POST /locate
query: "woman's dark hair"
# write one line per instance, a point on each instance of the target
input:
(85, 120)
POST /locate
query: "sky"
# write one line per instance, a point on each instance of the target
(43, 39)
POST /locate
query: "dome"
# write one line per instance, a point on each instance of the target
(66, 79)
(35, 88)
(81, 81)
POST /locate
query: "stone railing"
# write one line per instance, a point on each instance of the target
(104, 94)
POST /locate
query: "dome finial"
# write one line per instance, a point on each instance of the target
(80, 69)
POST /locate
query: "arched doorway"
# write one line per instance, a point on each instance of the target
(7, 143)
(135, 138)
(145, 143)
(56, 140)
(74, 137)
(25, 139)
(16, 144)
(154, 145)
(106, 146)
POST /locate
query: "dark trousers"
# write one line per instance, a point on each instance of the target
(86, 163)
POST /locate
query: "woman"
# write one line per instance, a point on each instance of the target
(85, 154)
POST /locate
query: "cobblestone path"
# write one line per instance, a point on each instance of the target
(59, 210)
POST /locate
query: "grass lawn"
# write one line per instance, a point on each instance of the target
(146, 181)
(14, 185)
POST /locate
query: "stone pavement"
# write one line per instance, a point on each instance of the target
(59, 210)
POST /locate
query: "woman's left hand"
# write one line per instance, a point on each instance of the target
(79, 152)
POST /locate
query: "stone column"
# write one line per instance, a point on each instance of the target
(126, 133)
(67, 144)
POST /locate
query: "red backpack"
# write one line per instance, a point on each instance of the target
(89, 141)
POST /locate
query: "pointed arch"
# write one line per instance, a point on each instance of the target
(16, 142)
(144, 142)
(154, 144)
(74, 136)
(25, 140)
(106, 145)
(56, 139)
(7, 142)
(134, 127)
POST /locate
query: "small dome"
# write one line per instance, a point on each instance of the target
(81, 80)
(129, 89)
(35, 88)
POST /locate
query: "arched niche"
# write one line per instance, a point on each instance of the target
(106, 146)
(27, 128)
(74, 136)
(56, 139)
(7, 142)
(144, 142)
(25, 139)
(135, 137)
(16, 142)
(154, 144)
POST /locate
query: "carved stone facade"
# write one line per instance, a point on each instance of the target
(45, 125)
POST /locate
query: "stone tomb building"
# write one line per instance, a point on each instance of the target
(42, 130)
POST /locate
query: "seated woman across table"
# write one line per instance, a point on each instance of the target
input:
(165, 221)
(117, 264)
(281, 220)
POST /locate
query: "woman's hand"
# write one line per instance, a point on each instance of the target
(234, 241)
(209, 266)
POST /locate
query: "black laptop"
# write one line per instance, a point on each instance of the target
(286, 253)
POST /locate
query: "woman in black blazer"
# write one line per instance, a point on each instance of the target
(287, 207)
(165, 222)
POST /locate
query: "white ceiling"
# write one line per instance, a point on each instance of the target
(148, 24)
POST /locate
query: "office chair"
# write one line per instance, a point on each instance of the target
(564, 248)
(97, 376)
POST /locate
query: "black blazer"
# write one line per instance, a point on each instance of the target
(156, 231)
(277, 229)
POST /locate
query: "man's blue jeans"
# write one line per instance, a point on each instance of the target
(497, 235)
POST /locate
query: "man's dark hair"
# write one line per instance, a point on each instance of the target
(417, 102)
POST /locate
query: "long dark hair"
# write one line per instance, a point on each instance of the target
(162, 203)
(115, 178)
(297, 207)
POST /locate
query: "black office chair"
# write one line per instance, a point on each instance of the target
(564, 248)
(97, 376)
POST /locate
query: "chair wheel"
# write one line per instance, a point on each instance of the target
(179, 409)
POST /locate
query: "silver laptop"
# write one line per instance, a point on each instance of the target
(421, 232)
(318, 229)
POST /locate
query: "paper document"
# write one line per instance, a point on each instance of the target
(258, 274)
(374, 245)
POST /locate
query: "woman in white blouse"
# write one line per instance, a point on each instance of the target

········

**Tarea:** Localiza en el listado de arriba cada línea que contenga la cadena "blazer" y cópiala; ten en cuenta que se distinguen mayúsculas y minúsculas.

**Solución:**
query: "woman in black blazer"
query: "black blazer"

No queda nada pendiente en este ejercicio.